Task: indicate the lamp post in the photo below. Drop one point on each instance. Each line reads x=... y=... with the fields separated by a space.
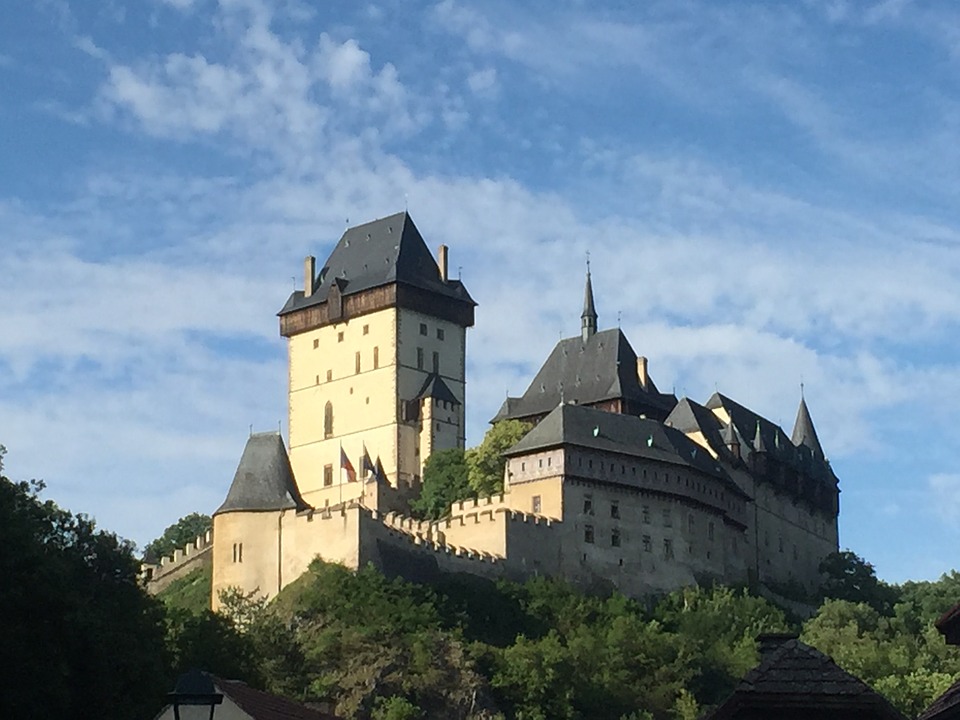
x=193 y=696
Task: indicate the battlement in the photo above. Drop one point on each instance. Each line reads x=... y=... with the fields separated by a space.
x=157 y=576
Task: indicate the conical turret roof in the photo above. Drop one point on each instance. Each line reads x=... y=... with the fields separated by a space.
x=804 y=433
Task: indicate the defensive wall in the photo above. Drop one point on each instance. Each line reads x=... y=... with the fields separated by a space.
x=181 y=562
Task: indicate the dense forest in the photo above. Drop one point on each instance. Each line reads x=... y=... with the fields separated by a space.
x=85 y=640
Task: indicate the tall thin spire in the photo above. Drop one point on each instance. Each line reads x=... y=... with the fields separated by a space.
x=588 y=320
x=803 y=431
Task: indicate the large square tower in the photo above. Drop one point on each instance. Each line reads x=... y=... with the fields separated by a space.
x=377 y=359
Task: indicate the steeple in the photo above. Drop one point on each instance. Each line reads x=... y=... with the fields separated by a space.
x=804 y=432
x=588 y=320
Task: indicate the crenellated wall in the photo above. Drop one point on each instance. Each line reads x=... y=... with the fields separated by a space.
x=157 y=576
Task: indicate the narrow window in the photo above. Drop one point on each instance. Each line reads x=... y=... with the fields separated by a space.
x=328 y=419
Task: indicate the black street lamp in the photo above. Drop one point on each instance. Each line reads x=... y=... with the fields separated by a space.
x=193 y=695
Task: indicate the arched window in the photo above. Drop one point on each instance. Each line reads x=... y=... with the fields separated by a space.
x=328 y=419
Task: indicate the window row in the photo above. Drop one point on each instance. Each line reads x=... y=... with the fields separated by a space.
x=423 y=331
x=357 y=365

□ □ □ □ □

Reproduce the material above in full and without alteration, but skip all pictures.

Task: indicate the lamp post in the photo below. Drop one point on each instance. Each line reads x=... y=... with the fields separated by a space.
x=193 y=696
Task: indicate the battlement in the photo above. Drop one point on each instance. Each line reads x=... y=... with the fields separated by a space.
x=157 y=576
Task: indicate the conical turret roof in the photo above. Drop one point on each instance. Each line reads x=... y=... with the fields separated by a space.
x=804 y=433
Task: indicate the defensive wall in the photo above. Drop one point on each instance. Each line reads x=... y=... with the fields separated by a space.
x=181 y=562
Task: indicate the dense forest in the photo above. Drop one point on each instance. Each line reads x=... y=... with the fields separated by a space.
x=85 y=640
Task: indicate the tall thin spire in the photo above. Drop one point on each instance. Each line reads x=... y=... with the fields separated by a space.
x=588 y=320
x=803 y=431
Task: indicate the large square tower in the photo above. Drop one point on each instance. Each line reads x=... y=... with the fields separated by a space.
x=377 y=359
Task: indicate the steeple in the photo above. Drop one point on each instance. Each line reads x=... y=... with the fields separated by a space.
x=804 y=432
x=588 y=320
Task: indicate the crenellated wall in the photo above. Drop one point on each instance. Each line reads x=... y=... with the fields separated by a space.
x=157 y=576
Task: indicate the narrow window in the photo above. Drop one point on each instance. Each line reads x=... y=... with the fields separated by a space.
x=328 y=419
Task: indicate the black street lamp in the photo above. Drop one point on each instance. Each line reads x=... y=... with the fields separated by a space.
x=193 y=695
Task: indicate the arched window in the photo above. Drop one point on each instance. Each line reads x=... y=... with the fields separated by a space.
x=328 y=419
Task: indicate the window row in the photo above. Drop one point on each instance. Each line reads x=... y=... with the fields separated by a space.
x=423 y=331
x=357 y=365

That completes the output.